**Dataset excerpts**

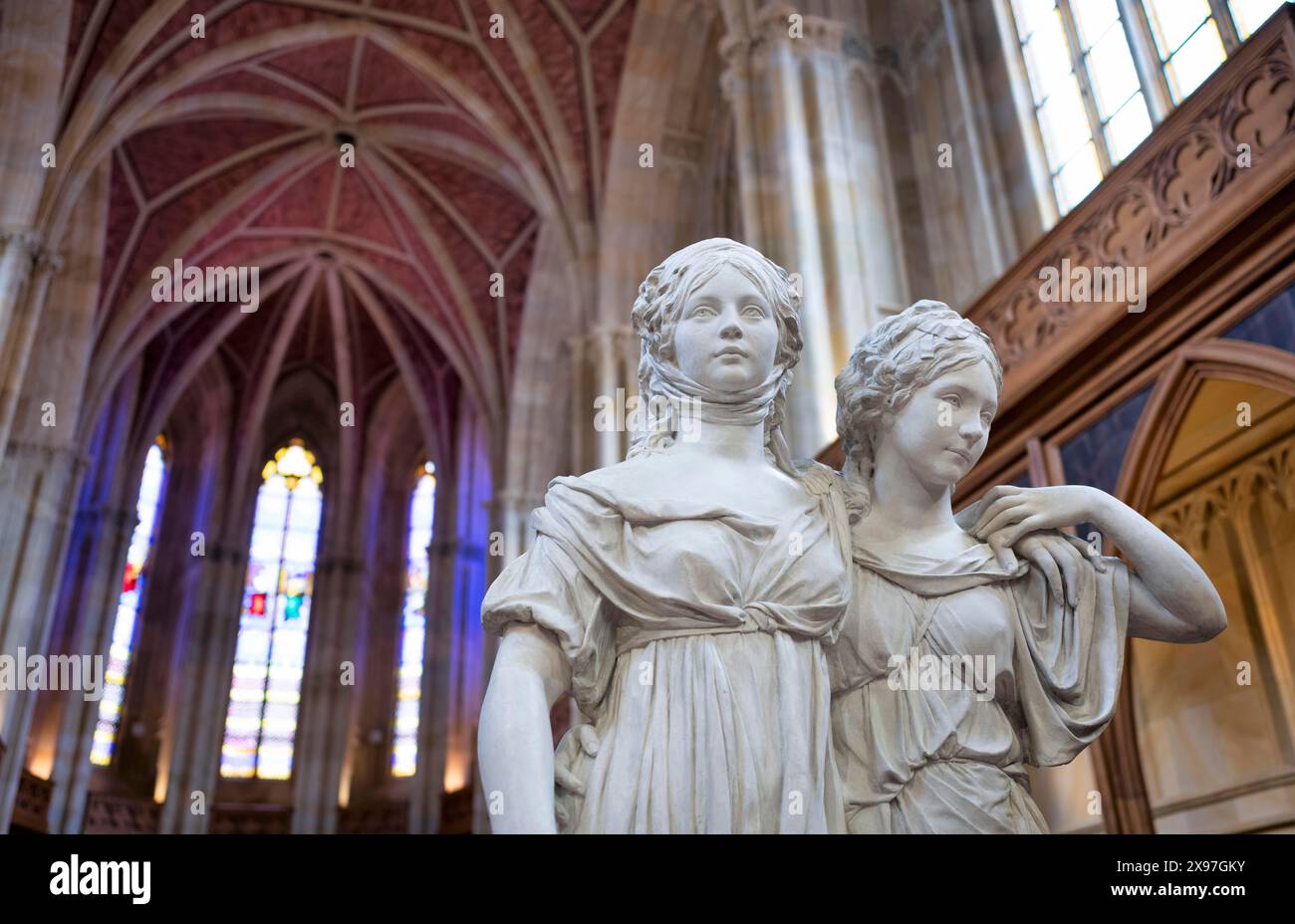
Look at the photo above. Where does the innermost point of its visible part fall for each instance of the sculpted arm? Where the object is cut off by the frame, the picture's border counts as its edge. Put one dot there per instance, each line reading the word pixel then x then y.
pixel 1170 598
pixel 514 739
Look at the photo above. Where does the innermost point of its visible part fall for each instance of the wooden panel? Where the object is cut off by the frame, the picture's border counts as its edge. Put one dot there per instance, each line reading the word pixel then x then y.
pixel 1164 206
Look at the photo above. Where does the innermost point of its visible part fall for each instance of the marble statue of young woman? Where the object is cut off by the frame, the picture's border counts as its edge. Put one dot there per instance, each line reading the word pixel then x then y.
pixel 684 595
pixel 681 595
pixel 1040 672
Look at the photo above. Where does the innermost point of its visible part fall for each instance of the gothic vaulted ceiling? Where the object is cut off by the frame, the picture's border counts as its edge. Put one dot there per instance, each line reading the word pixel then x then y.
pixel 228 149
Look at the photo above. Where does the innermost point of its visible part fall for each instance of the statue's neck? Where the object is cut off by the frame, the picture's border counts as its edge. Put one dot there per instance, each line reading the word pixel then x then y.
pixel 734 441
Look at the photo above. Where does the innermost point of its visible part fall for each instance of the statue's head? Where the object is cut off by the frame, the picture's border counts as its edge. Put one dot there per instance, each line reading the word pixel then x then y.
pixel 720 312
pixel 922 385
pixel 719 323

**Instructions for the task**
Reproduce the rows from the beginning through the line that contains "pixel 1170 598", swapping "sculpted arm" for "carved arm" and changing nothing else. Leave the pictures out of your answer.

**Output below**
Look at the photo above. Where does the innermost point of its visible part fall for each instance of the carved arm? Where the object is cut off by the frame, the picture's border counts as its edge. Put one dot there per instance, each line reading the word pixel then x then y.
pixel 1170 598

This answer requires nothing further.